▶ _Written problem_
Your job is to restate each entry word for word.

[start of Data shown]

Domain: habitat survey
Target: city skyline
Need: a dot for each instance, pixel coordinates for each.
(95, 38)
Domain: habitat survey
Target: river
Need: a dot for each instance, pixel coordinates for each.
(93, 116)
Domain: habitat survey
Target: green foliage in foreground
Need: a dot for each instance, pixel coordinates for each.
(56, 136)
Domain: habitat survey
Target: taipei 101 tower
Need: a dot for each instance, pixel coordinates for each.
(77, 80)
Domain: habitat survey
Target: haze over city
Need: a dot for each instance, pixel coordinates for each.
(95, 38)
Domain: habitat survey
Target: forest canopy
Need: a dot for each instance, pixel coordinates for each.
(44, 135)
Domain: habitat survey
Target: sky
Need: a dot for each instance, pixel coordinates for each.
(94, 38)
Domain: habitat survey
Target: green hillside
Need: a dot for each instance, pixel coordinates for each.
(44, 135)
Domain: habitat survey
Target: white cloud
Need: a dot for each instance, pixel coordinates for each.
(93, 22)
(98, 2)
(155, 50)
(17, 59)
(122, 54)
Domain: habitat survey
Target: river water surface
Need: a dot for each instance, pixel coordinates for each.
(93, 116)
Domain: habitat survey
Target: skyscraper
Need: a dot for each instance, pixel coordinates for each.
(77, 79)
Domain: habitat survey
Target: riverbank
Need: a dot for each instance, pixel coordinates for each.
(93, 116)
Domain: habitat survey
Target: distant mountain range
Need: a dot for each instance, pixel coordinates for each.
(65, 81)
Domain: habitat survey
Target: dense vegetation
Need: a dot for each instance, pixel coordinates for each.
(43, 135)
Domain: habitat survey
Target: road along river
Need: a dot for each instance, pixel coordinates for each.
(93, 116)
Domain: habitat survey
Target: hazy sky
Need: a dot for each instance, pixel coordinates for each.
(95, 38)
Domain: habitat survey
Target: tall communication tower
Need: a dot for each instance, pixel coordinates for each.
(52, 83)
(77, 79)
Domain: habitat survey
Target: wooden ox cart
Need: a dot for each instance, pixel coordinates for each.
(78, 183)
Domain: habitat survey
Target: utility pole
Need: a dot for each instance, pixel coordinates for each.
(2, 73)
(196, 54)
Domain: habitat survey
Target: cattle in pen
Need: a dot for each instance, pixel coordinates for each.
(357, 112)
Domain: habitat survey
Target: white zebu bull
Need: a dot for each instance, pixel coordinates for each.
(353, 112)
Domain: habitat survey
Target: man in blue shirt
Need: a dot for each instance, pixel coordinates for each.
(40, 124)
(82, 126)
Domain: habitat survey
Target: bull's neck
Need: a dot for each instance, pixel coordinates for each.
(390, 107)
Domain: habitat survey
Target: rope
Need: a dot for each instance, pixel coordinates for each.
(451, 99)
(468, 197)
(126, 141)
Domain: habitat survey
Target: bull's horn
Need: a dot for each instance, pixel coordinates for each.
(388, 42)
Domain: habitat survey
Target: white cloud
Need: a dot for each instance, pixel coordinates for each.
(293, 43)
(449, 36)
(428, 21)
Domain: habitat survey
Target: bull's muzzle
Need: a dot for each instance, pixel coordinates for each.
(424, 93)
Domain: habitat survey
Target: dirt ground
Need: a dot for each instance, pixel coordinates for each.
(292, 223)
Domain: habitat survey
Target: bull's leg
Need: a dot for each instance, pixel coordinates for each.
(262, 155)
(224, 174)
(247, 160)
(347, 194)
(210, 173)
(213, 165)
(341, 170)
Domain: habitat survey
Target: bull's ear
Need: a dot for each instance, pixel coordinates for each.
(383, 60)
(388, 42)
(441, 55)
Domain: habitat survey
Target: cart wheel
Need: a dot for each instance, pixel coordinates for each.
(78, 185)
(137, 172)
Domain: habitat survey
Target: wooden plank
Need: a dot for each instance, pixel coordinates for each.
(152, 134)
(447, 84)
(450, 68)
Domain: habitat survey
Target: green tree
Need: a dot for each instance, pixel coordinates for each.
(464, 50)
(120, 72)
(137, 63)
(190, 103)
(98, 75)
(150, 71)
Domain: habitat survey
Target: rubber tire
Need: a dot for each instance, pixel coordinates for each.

[end of Data shown]

▶ _Written response_
Domain: habitat survey
Target: city skyline
Need: a dot for each instance, pixel coordinates for each.
(95, 38)
Domain: habitat survey
Target: river
Need: a dot for each instance, pixel coordinates for each.
(93, 116)
Domain: habitat survey
Target: green foliage in foreground
Need: a dot for each instance, pixel coordinates for each.
(56, 136)
Domain: habitat survey
Target: taipei 101 tower
Need: a dot for each instance, pixel coordinates for each.
(77, 80)
Domain: habitat survey
Target: haze over city
Need: a dot for each instance, pixel coordinates for each.
(95, 38)
Domain: habitat survey
Target: forest canopy
Need: a dot for each instance, pixel coordinates for each.
(44, 135)
Domain: habitat survey
Target: sky
Need: a dot for each instance, pixel coordinates for each.
(94, 38)
Domain: habitat survey
Target: green hillside
Need: a dot for each instance, pixel coordinates for each.
(44, 135)
Domain: habitat survey
Target: white cloud
Need: a dot for each instance, pixel coordinates for each.
(93, 22)
(98, 2)
(155, 50)
(17, 59)
(122, 54)
Domain: habitat survey
Target: river water surface
Need: a dot for each instance, pixel coordinates for each.
(93, 116)
Domain: habitat survey
Target: skyscraper
Need: a dot for each instance, pixel coordinates for each.
(77, 79)
Domain: habitat survey
Target: riverbank
Need: a dot for each instance, pixel coordinates for each.
(93, 116)
Domain: habitat survey
Target: distant mountain range
Need: a dot for each instance, pixel coordinates for each.
(65, 81)
Domain: habitat survey
Target: dense vegetation
Need: a dot for each instance, pixel coordinates for each.
(43, 135)
Domain: habitat survey
Target: road along river
Need: a dot for each instance, pixel coordinates for each.
(93, 116)
Domain: habitat survey
Target: hazy sky
Need: a dot for each instance, pixel coordinates for each.
(95, 38)
Domain: habitat survey
Target: tall communication tower
Need: a dot for each instance, pixel coordinates for each.
(52, 83)
(77, 79)
Domain: habitat survey
Target: wooden ox cart
Need: a dot for each instance, pixel coordinates for each.
(78, 183)
Domain: habitat survey
Target: utility pole
Need: a dot for each instance, pixel coordinates for each.
(2, 73)
(196, 54)
Domain: habitat survey
Target: cattle in pen
Need: a dot for each instance, pixel coordinates for each.
(357, 112)
Domain: habitat survey
Target: white zebu bull
Need: a dot for each instance, pixel coordinates for each.
(353, 112)
Domain: habitat survey
Target: man in blue shirt
Need: a dot for each instance, pixel coordinates for each.
(40, 124)
(82, 126)
Domain: habitat survey
Target: bull's neck
Need: a dot for each instance, pixel coordinates for each.
(390, 107)
Domain: habitat survey
Target: rope
Need: a dot for each instance, pixel coordinates for each.
(451, 99)
(468, 197)
(126, 141)
Domain: habitat survey
Target: bull's horn
Need: a dot for each instance, pixel coordinates for each.
(388, 42)
Domain: habitat survey
Target: white cloud
Need: a dot for each instance, pixel coordinates for each.
(293, 43)
(449, 36)
(428, 21)
Domain: habitat survey
Target: bull's muzzle
Need: a dot for each instance, pixel coordinates for each.
(424, 93)
Domain: habitat survey
Target: dirt ground
Need: a dot for each instance, pixel coordinates for each.
(292, 223)
Domain: habitat survey
Target: bull's leg
Need: a dot for each instance, pixel coordinates for each.
(262, 155)
(224, 174)
(247, 160)
(347, 194)
(210, 173)
(213, 165)
(341, 170)
Domain: habitat survey
Target: bull's ear
Need: a dot for each instance, pixel coordinates for each.
(383, 60)
(388, 42)
(441, 55)
Domain: habitat survey
Target: cart wheel
Need: a dot for each instance, pixel coordinates for each.
(78, 185)
(137, 172)
Domain: habitat survey
Target: wooden plank
Need: a dot for each instance, pixel coordinates for each.
(152, 134)
(447, 84)
(450, 68)
Domain: habitat survey
Target: green tree
Need: a dot for each instance, pixel coordinates for each.
(464, 50)
(120, 72)
(137, 63)
(190, 103)
(98, 75)
(150, 71)
Domain: habitat survey
Target: rubber tire
Need: a dot for each instance, pixel coordinates for each.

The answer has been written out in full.